- The task -
Every line below must be reproduced exactly. Copy them all.

++++ Data provided

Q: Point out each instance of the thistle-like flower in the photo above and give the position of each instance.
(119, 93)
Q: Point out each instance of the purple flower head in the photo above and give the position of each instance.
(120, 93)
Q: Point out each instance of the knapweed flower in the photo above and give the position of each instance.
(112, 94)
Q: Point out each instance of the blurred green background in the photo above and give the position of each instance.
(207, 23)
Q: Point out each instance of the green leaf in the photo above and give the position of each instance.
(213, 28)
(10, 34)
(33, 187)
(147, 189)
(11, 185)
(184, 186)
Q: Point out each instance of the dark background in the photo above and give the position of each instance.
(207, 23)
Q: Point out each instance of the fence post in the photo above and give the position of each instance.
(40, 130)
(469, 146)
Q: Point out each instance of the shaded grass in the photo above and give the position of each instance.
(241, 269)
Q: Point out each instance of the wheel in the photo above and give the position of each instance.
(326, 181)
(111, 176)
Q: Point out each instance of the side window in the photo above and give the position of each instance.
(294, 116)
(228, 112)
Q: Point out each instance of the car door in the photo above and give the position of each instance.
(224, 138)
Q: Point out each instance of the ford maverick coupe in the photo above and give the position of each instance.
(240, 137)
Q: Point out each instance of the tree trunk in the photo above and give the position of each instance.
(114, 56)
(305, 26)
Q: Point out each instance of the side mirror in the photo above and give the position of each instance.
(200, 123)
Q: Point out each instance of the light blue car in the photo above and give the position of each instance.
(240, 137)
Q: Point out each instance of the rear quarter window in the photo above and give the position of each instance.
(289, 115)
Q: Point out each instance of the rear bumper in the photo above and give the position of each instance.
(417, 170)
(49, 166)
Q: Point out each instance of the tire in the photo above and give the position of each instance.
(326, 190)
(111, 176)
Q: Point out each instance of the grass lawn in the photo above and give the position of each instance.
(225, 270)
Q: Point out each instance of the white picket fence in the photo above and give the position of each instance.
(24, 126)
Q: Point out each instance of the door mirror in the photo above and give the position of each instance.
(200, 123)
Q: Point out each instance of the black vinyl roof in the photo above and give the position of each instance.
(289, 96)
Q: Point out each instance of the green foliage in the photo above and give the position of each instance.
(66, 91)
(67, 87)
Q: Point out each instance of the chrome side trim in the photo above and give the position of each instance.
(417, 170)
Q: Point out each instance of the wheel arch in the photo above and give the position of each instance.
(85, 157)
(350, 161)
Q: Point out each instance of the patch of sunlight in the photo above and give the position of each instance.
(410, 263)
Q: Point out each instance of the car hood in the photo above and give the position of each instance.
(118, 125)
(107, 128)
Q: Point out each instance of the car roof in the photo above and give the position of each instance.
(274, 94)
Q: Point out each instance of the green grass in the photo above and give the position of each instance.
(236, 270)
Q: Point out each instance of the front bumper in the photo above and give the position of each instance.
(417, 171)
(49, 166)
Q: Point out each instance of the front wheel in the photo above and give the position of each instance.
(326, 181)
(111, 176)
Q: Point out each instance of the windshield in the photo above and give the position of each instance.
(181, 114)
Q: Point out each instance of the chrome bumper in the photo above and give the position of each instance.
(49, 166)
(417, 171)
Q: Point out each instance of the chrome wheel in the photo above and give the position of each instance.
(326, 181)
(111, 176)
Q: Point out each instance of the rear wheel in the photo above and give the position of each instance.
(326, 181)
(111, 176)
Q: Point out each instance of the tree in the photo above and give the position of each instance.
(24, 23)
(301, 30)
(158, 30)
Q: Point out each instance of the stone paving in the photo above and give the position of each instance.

++++++++

- Written reply -
Q: Point out each instance of the thistle-like flower in the photo above and give the position of each instance.
(119, 93)
Q: Point out each instance of the purple flower head in the photo above and give the position of each instance.
(120, 93)
Q: Point out each instance of the knapweed flower in the photo above and give the position of each instance.
(112, 94)
Q: Point out each instance of the blurred green background in the photo above and give the position of each instance.
(207, 23)
Q: Point out each instance of the green leaf in the photo above and give the position of each instance.
(213, 28)
(10, 34)
(33, 187)
(147, 189)
(11, 185)
(184, 186)
Q: Point out each instance of the dark background in the photo above and give the position of each instance.
(207, 23)
Q: Point out each instance of the fence post in the photo above and give the position of each instance.
(40, 130)
(469, 146)
Q: Point out each instance of the shaded grass in the photo above and give the position of each instance.
(241, 269)
Q: Point out each instance of the wheel in the photo above and give the position of each instance.
(326, 181)
(111, 176)
Q: Point out each instance of the side window in the photo above and give the position of each instance.
(294, 116)
(228, 112)
Q: Point out each instance of the car door in the photo above and give the position of each instance.
(224, 138)
Q: Point out each instance of the ford maverick coupe in the photo above and give the position of each instance.
(240, 137)
Q: Point out each instance of the tree trunk in the photo above and give the position of each instance.
(114, 56)
(305, 26)
Q: Point out each instance of the side mirror in the photo above and give the position of each instance.
(200, 123)
Q: Point out each instance of the light blue car in the photo above and give the position of each instance.
(240, 137)
Q: Point out each instance of the rear quarter window in the photo above and give the position of each instance.
(289, 115)
Q: Point out each instance of the rear bumper in the photo above and give the position of each instance.
(417, 170)
(49, 166)
Q: Point out each instance of the tire in the photo above and give the position of each instance.
(326, 190)
(111, 176)
Q: Point out each instance of the grass lawn in the photo above and give the position of each instance.
(225, 270)
Q: Point out each instance of the white picket fence in the photo above and give the position of each instance.
(24, 126)
Q: Point out each instance of the door mirror in the photo above and give the position of each instance.
(200, 123)
Q: Point out each instance of the black vinyl roof in the photo above and give the position of each instance.
(289, 96)
Q: Point out each instance of the green foliage in the photo above and give the position of each instance.
(66, 91)
(67, 87)
Q: Point out each instance of the chrome side trim in the photo above and give the position of each instance.
(417, 170)
Q: Point out each instance of the wheel arch in the photo above and give the position of each instance.
(85, 157)
(350, 161)
Q: Point out each instance of the patch of sunlight in the photo above and give the position of each instance.
(410, 263)
Q: Point out each instance of the car hood in the photo above and give the position of each instance.
(118, 125)
(107, 128)
Q: Point out each instance of the car roof in the photo above and give the position of each instance.
(274, 94)
Q: Point out each instance of the green grass in the photo above and give the position of each instance.
(236, 270)
Q: Point out each instance of the front bumper in the photo above and give the position of each instance.
(417, 171)
(49, 166)
Q: Point out each instance of the front wheel in the photo above and give the position of each instance.
(326, 181)
(111, 176)
Q: Point out each instance of the windshield in the photo above and give the position of each instance.
(181, 114)
Q: Point out each instance of the chrome bumper in the photo above and give the position of each instance.
(49, 166)
(417, 171)
Q: Point out each instance of the chrome wheel in the photo above and give the position of each instance.
(326, 181)
(111, 176)
Q: Point out each instance of the rear wheel in the photo above and give the position of each instance.
(326, 181)
(111, 176)
Q: Point out each instance of the tree in the photo above and give the position of each instance.
(24, 23)
(301, 30)
(158, 30)
Q: Point out each instance of the stone paving in the photo above and give the position of each instance.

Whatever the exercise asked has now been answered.